Aşağıdakileri tamamlayın
**1.** Metin alıntısına göre şu soruları cevaplayın:
(a) Sosyal Güvenlik Kurumu'nun sorumluluğu Karayolları Trafik Kanununun hangi maddesinde sınırlandırılmıştır?
(b) ZMSS Genel Şartlar'ın hangi maddesi anılıyor?
(c) Sayılan giderlerden ikincisine parantez içinde hangi ad veriliyor?
**2.** Metin alıntısında "Oysa 6111 sayılı" sözlerinden "giderleri ile sınırlandırılmıştır." sözlerine kadar uzanan bölümü hiç değiştirmeden geri verin.

Oysa 6111 sayılı kanunun 59.maddesi ile değişik Karayolları Trafik Kanununun 98.maddesinde Sosyal Güvenlik Kurumu’nun sorumluluğu üniversite hastaneleri ile resmi ve özel sağlık kurumları tarafından trafik kazası sonucu yaralanan kişilerin tıbbi tedavi ile sınırlı sağlık hizmeti giderleri ile sınırlandırılmıştır.
Bu düzenleme gereği ZMSS Genel Şartlar A.5 (b) maddesi ile yaralının tedavisine başlanmasından maluliyet raporu alınıncaya kadarki süre içindeki;
1-Bakıcı giderleri
2-Çalışma gücünün kısmen veya tamamen azalmasına bağlı giderler (geçici iş göremezlik kayıpları)

Veri bölümü
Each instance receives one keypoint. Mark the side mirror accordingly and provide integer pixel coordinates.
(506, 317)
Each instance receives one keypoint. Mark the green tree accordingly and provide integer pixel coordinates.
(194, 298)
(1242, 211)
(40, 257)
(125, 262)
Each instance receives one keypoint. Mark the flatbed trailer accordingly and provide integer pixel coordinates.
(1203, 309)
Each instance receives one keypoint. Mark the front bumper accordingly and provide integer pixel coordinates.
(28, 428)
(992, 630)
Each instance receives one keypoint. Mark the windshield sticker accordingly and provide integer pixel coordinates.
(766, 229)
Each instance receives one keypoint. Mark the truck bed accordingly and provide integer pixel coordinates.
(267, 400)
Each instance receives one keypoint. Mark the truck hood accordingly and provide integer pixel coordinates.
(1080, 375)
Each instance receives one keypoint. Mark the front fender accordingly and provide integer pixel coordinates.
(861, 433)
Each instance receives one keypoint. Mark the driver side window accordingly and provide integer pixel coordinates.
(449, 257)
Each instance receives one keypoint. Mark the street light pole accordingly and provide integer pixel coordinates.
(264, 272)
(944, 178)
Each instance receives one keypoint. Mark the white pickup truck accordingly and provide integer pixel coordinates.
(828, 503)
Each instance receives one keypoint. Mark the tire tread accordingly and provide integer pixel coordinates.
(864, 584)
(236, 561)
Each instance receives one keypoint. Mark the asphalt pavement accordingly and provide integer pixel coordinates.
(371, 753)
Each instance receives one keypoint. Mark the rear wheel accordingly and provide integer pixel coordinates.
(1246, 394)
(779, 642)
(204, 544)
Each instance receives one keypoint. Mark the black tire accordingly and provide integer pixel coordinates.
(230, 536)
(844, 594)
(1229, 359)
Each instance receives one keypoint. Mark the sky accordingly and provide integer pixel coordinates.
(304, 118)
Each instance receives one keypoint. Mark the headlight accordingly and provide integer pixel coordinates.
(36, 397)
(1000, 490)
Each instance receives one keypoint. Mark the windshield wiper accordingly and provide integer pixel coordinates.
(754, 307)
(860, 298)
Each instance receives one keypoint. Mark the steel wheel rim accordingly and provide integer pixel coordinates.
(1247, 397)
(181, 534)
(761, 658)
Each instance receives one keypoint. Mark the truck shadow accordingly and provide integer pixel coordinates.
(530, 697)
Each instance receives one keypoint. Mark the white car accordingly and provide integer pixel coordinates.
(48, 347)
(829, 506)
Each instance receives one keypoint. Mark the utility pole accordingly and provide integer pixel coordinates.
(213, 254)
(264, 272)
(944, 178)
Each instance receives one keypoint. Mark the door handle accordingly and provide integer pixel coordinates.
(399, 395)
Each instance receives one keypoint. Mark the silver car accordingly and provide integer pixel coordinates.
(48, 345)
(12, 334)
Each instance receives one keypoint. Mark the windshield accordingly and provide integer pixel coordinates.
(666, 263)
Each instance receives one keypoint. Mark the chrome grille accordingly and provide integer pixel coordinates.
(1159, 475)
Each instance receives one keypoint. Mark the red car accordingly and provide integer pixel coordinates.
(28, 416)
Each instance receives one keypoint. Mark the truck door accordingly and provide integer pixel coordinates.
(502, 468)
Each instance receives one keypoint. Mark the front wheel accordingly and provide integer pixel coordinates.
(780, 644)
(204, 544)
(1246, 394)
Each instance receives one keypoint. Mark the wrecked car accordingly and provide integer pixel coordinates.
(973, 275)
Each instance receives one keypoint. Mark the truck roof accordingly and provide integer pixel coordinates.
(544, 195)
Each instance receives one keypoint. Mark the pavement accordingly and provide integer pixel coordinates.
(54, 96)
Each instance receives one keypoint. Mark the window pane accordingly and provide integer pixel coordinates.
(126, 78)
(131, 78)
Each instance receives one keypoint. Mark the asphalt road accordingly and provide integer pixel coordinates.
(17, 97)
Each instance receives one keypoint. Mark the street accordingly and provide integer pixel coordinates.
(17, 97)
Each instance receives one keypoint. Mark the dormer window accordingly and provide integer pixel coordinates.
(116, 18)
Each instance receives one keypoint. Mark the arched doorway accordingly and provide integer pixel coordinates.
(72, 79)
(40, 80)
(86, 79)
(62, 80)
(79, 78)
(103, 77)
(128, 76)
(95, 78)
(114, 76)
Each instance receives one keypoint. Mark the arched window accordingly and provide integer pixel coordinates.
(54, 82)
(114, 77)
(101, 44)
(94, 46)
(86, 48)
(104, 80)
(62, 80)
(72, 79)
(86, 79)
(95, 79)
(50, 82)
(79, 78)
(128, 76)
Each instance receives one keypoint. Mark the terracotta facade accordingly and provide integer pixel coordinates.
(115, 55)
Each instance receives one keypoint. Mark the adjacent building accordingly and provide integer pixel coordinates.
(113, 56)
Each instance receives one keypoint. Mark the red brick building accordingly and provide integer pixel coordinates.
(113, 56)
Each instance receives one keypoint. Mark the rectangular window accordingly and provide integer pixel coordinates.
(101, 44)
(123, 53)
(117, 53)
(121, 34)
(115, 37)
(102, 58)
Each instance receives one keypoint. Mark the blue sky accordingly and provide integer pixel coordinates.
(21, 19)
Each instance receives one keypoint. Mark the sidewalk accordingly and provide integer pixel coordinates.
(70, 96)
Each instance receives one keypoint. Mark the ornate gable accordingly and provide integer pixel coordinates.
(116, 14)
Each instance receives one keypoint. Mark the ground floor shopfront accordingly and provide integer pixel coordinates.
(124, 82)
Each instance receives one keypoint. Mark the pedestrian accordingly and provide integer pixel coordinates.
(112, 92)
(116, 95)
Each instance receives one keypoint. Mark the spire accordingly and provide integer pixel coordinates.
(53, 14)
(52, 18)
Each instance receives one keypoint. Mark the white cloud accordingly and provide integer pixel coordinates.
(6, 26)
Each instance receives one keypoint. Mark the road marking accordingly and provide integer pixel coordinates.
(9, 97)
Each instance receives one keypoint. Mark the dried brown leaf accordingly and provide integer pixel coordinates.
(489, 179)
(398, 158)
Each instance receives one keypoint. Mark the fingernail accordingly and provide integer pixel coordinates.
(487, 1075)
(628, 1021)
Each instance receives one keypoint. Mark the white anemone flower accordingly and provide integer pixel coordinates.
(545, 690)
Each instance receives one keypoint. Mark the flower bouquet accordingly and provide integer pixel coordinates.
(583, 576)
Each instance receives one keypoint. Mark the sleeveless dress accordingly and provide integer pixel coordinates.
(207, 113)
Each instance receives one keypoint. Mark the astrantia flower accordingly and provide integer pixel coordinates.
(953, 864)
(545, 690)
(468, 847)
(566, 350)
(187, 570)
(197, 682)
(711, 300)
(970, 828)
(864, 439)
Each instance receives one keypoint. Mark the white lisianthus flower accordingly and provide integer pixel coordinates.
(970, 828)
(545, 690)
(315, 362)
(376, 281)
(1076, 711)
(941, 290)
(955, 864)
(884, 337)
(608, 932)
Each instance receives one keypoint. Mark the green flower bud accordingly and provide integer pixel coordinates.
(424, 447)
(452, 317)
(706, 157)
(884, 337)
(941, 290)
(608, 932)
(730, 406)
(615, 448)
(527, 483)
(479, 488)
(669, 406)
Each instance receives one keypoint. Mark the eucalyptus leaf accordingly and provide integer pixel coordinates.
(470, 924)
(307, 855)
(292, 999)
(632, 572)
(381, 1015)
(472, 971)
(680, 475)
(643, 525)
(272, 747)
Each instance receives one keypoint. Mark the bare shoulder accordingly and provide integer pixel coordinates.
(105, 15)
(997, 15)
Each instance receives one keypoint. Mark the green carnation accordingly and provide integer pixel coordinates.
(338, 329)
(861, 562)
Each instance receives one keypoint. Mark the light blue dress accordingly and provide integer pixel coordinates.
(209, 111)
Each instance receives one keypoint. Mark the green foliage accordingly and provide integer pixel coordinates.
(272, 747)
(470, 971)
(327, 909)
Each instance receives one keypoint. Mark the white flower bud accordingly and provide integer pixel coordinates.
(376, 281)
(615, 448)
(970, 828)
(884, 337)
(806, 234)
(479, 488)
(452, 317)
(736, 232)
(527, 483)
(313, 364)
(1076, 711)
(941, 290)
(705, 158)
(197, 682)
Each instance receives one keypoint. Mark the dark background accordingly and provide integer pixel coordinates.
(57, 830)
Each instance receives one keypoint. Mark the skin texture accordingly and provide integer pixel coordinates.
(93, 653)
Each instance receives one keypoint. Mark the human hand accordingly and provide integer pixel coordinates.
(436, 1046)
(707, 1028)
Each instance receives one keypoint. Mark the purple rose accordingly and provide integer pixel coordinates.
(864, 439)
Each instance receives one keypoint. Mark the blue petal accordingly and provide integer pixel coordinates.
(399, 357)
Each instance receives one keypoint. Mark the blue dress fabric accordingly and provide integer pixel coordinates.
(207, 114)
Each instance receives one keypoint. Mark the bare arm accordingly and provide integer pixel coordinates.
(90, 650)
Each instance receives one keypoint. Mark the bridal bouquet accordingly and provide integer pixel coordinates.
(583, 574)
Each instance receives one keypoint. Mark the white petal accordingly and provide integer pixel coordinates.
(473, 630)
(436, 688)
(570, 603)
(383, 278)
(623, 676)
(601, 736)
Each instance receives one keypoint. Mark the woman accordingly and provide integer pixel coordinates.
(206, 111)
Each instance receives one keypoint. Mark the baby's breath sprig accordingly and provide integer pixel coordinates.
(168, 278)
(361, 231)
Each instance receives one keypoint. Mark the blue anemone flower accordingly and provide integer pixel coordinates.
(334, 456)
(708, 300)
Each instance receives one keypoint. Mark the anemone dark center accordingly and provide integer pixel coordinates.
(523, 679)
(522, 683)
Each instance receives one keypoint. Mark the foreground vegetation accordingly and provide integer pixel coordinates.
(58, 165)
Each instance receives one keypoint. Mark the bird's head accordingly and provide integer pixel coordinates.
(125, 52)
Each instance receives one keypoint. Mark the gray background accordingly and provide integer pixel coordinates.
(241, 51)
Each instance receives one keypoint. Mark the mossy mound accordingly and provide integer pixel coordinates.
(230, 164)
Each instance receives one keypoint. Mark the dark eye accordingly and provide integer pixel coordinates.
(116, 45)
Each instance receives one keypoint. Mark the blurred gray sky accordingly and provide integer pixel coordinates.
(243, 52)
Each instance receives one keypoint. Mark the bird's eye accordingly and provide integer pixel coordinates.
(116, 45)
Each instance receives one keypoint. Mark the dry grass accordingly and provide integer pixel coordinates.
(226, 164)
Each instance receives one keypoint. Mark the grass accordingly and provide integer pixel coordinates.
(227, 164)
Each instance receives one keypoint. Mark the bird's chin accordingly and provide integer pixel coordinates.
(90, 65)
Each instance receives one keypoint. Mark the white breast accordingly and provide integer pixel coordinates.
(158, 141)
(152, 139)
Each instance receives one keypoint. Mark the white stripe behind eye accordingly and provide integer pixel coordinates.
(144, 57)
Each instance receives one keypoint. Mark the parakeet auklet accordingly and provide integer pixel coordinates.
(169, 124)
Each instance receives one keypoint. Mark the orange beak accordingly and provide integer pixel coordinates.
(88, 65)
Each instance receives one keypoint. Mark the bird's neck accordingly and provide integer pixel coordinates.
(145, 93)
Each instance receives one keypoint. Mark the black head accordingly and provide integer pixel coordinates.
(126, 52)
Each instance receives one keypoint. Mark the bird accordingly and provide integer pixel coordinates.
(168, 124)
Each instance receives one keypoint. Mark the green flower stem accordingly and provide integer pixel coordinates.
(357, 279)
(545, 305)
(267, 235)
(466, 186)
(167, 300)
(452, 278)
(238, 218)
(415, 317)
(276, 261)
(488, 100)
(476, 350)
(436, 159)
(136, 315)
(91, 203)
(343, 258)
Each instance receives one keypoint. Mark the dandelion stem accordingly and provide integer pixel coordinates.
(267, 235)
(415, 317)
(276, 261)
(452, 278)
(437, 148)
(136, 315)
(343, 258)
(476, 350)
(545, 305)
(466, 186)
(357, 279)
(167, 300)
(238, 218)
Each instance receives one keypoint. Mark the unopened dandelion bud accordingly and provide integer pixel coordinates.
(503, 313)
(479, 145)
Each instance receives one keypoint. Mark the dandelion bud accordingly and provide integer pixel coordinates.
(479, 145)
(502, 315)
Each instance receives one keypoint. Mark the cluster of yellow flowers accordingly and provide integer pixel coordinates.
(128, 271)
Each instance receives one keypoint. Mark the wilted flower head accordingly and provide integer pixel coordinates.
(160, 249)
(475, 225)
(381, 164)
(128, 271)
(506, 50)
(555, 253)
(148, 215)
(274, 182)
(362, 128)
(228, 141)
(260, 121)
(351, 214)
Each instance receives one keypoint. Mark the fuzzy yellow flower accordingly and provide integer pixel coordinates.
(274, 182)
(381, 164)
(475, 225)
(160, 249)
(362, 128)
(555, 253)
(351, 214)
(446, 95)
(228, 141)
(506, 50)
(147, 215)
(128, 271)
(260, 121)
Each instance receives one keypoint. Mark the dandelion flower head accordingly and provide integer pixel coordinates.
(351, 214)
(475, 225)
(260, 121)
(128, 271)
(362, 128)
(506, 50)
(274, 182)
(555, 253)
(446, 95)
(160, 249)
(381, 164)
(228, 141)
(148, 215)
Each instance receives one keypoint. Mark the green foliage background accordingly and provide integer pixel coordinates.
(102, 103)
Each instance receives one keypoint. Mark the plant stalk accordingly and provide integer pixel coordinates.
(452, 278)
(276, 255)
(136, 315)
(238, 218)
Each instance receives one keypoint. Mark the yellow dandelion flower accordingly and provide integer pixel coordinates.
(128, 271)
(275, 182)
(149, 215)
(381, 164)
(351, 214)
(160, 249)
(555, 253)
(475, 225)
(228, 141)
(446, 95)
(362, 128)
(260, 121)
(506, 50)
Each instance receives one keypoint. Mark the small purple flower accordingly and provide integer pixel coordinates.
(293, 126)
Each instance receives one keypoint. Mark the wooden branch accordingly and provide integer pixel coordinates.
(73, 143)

Verilen cevaplar
**1.**
(a) 98. maddesinde
(b) A.5 (b) maddesi
(c) Geçici iş göremezlik kayıpları

**2.**
Oysa 6111 sayılı kanunun 59.maddesi ile değişik Karayolları Trafik Kanununun 98.maddesinde Sosyal Güvenlik Kurumu’nun sorumluluğu üniversite hastaneleri ile resmi ve özel sağlık kurumları tarafından trafik kazası sonucu yaralanan kişilerin tıbbi tedavi ile sınırlı sağlık hizmeti giderleri ile sınırlandırılmıştır.